Raw records:
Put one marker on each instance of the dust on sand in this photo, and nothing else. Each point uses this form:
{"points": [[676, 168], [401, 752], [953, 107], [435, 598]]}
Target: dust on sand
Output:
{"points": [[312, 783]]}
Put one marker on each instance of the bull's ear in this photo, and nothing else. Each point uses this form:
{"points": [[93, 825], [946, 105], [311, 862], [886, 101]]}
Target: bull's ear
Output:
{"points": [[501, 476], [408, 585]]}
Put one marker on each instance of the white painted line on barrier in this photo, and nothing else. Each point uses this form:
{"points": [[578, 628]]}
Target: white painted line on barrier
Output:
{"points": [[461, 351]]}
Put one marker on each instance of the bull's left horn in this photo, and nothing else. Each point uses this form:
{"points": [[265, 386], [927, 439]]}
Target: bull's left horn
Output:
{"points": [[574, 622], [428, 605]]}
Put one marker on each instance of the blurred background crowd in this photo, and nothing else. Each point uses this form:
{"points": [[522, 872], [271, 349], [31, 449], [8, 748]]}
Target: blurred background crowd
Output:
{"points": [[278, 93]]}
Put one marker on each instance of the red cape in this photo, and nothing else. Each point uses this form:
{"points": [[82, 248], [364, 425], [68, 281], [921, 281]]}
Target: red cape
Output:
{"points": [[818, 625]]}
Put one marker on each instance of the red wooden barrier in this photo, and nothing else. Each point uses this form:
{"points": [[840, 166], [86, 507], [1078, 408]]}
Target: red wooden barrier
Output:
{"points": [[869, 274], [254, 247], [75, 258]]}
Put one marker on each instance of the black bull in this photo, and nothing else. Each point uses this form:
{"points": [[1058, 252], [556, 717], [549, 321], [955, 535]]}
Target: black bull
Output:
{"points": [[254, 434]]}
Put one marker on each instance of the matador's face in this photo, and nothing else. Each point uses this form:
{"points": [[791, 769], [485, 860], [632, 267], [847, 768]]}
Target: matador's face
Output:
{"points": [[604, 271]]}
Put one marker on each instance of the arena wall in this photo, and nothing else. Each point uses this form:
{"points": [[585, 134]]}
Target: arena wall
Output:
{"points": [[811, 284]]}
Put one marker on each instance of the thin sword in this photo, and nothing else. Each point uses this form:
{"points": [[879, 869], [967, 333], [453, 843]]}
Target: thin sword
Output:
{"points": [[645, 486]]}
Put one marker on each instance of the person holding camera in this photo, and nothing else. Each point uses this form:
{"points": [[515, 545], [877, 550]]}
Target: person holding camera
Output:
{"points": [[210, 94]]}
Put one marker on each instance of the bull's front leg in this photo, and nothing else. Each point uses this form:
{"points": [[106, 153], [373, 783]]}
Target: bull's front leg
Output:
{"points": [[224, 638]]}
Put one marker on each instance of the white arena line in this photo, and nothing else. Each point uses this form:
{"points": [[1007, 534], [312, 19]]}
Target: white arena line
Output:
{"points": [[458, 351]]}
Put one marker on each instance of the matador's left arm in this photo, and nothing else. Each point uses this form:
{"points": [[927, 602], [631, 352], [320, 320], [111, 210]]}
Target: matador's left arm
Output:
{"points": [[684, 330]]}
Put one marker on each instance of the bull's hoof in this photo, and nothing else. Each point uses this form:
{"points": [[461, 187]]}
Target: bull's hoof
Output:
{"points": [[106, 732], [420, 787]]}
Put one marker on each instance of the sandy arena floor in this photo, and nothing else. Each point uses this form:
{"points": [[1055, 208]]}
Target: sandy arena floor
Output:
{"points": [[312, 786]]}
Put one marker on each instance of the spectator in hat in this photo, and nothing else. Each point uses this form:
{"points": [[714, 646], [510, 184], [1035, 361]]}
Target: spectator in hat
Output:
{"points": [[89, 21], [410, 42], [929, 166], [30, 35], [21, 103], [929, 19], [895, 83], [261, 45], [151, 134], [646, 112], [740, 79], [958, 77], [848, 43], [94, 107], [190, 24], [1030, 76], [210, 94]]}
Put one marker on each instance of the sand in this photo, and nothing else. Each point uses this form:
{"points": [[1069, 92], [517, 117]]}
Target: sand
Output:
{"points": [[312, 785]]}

THE TASK: Look above for the line that holds "Put one marker on each instance of the spectator", then copy it and each line after it exactly, through the last line of the data.

ANSWER TO THIS EXERCISE:
Put one marker on each instance of the spectator in hat in this photo, and nothing else. Each point uses this form:
{"points": [[714, 646], [510, 184], [1035, 361]]}
Target: spectator in hat
Output:
{"points": [[89, 21], [410, 42], [929, 166], [30, 35], [21, 103], [929, 19], [895, 83], [261, 45], [151, 134], [646, 112], [740, 79], [958, 77], [848, 43], [94, 107], [190, 24], [1030, 76], [210, 94]]}
Put one marker on each instance of the sand in this photo, and nothing else. Each point uses this form:
{"points": [[1069, 92], [517, 117]]}
Target: sand
Output:
{"points": [[312, 785]]}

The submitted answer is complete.